Format every line of the entries below as a numbered list, omitting any blank lines.

§ Given data
>> START
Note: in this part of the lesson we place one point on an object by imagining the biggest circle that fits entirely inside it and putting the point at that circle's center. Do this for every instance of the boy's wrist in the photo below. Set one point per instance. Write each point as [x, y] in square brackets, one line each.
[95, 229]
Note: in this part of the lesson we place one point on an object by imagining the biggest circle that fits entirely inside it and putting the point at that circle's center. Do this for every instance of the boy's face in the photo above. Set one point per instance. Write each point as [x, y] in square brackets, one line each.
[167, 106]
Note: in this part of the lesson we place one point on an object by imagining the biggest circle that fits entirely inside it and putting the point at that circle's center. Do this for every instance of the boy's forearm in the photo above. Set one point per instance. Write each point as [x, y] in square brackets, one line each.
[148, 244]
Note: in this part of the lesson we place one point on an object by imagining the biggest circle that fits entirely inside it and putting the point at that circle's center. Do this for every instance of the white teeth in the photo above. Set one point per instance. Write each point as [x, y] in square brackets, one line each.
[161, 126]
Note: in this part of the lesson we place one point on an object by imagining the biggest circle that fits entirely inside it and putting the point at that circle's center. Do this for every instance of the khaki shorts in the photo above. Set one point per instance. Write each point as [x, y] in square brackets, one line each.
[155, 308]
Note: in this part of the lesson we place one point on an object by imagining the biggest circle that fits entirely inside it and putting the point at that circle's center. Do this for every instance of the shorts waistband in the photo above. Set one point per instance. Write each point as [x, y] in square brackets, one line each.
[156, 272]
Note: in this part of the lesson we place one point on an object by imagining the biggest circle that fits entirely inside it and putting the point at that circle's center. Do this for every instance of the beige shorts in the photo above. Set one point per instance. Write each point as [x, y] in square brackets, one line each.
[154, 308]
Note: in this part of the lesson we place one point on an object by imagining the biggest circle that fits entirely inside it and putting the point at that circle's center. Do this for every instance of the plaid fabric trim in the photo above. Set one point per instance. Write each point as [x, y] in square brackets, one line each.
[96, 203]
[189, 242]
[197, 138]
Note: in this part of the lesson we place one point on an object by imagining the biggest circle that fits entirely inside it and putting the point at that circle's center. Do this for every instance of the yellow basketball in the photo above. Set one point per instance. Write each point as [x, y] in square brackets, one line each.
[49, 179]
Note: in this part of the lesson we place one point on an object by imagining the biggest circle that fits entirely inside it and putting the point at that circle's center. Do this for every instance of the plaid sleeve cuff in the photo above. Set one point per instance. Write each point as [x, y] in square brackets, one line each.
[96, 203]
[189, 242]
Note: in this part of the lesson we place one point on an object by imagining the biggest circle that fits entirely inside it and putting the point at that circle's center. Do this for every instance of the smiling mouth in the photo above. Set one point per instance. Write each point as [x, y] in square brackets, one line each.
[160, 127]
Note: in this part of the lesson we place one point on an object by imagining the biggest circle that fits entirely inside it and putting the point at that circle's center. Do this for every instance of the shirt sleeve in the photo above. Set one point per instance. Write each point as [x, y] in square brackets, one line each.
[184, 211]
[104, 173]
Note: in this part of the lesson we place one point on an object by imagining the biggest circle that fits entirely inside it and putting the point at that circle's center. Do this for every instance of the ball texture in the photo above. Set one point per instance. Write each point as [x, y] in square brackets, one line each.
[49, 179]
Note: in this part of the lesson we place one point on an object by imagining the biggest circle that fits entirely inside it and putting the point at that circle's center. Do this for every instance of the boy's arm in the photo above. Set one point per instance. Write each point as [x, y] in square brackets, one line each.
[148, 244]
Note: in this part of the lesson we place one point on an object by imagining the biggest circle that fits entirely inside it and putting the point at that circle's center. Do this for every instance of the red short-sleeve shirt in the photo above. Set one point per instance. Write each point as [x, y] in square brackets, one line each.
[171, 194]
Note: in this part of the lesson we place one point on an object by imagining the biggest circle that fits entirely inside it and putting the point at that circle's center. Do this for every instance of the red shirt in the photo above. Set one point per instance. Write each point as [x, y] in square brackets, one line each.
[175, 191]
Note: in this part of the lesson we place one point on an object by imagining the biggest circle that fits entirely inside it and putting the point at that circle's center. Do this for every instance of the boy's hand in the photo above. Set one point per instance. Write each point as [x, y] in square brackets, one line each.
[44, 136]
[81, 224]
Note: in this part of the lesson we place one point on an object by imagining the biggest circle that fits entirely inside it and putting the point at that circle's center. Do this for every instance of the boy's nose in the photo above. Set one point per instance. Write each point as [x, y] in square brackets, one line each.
>> END
§ Written solution
1. Note: in this part of the lesson we place one point on an object by imagining the biggest circle that fits entirely inside it and putting the point at that circle's center. Do this for every instance of the boy's wrist in the photo below. Set one point per instance. Write each point as [x, y] in square brackets, one line each.
2. [95, 229]
3. Note: in this part of the lesson we place one point on an object by imagining the biggest circle that fits entirely inside it and putting the point at that circle's center. Do this for every instance of the boy's face in the photo above. Set one point per instance. Write each point as [x, y] in square brackets, one line each.
4. [167, 106]
5. Note: in this part of the lesson we place one point on an object by imagining the biggest circle that fits entirely inside it and putting the point at that circle's center. Do this for every instance of the boy's forearm in the photo above. Set one point per instance. Write each point as [x, y] in square brackets, one line each.
6. [148, 244]
7. Note: in this part of the lesson we place one point on an object by imagining the biggest circle that fits entirely inside it and putting the point at that circle's center. Do this for every instance of the white teeth in the photo above. Set one point per instance. Write each point as [x, y] in square brackets, one line each.
8. [161, 126]
9. Note: in this part of the lesson we place one point on an object by imagining the biggest circle that fits entirely inside it and putting the point at that circle's center. Do this for every instance of the khaki shorts in the photo above. Set one point per instance. Write each point as [x, y] in square brackets, one line each.
10. [155, 308]
11. Note: in this part of the lesson we place one point on an object by imagining the biggest circle that fits entirely inside it and putting the point at that circle's center. Do this for every instance of the shorts waistband in the photo above. Set one point per instance. Write each point as [x, y] in square brackets, one line each.
12. [156, 272]
13. Note: in this part of the lesson we place one point on an object by imagining the biggest circle that fits entirely inside it and putting the point at that circle's center. Do this for every instance of the beige shorts in the photo above. Set one point per instance. Write each point as [x, y] in square brackets, one line each.
14. [154, 308]
15. Note: in this part of the lesson we place one point on an object by imagining the biggest circle that fits entirely inside it and putting the point at that circle's center. Do this for every instance of the plaid fabric trim in the photo above. Set one point per instance. Write each point as [x, y] in square brackets, one line each.
16. [96, 203]
17. [189, 242]
18. [197, 138]
19. Note: in this part of the lesson we place one point on an object by imagining the biggest circle that fits entirely inside it and putting the point at that circle's center. Do this for every instance of the yellow basketball in the photo above. Set one point per instance. Write each point as [x, y] in square brackets, one line each.
20. [49, 179]
21. Note: in this part of the lesson we place one point on an object by imagining the biggest circle that fits entirely inside it and putting the point at that circle's center. Do this for every instance of the plaid sleeve cuff in the photo above. Set one point per instance. Write each point as [x, y] in square brackets, one line each.
22. [96, 203]
23. [189, 242]
24. Note: in this part of the lesson we place one point on an object by imagining the biggest circle that fits entirely inside it and putting the point at that circle's center. Do this for every instance of the smiling mouth in the photo above. Set one point per instance. Write each point as [x, y] in square brackets, one line each.
25. [160, 127]
26. Note: in this part of the lesson we place one point on an object by imagining the biggest circle that fits entirely inside it and putting the point at that circle's center. Do this for every instance of the shirt sleeve in the photo above. Set one point per instance. Write each point as [x, y] in square brackets, one line each.
27. [184, 211]
28. [104, 173]
29. Note: in this part of the lesson we place one point on an object by imagining the biggest circle that fits entirely inside it and putting the point at that circle's center. Do this for every instance of the ball texture in the photo above. Set one point per instance. Write each point as [x, y] in square brackets, one line each.
30. [49, 179]
31. Note: in this part of the lesson we place one point on an object by imagining the biggest circle that fits entirely inside it and putting the point at that circle's center. Do this for every instance of the boy's arm in the photo above. Set one point per instance. Write each point as [x, y] in square brackets, one line each.
32. [148, 244]
33. Note: in this part of the lesson we place one point on an object by imagining the biggest circle that fits entirely inside it and putting the point at that circle's center. Do this for every instance of the red short-sleeve shirt in the photo above. Set one point per instance. Write each point as [x, y] in square brackets, one line each.
34. [171, 194]
35. Note: in this part of the lesson we place one point on an object by imagining the biggest circle that fits entirely inside it and putting the point at that circle's center. Do this for every instance of the red shirt in the photo above. Set one point per instance. Write each point as [x, y] in square brackets, one line each.
36. [175, 191]
37. Note: in this part of the lesson we place one point on an object by imagining the biggest circle that fits entirely inside it and putting the point at that circle's center. Do this for every instance of the boy's hand in the photo above. Set one point per instance. Write each point as [x, y] in square brackets, one line each.
38. [44, 136]
39. [81, 224]
40. Note: in this part of the lesson we place one point on an object by imagining the biggest circle that fits entirely inside it and putting the point at that circle's center. Do this for every instance of the boy's nose in the photo above. Set one point per instance. Write each point as [x, y] in square brackets, one line each.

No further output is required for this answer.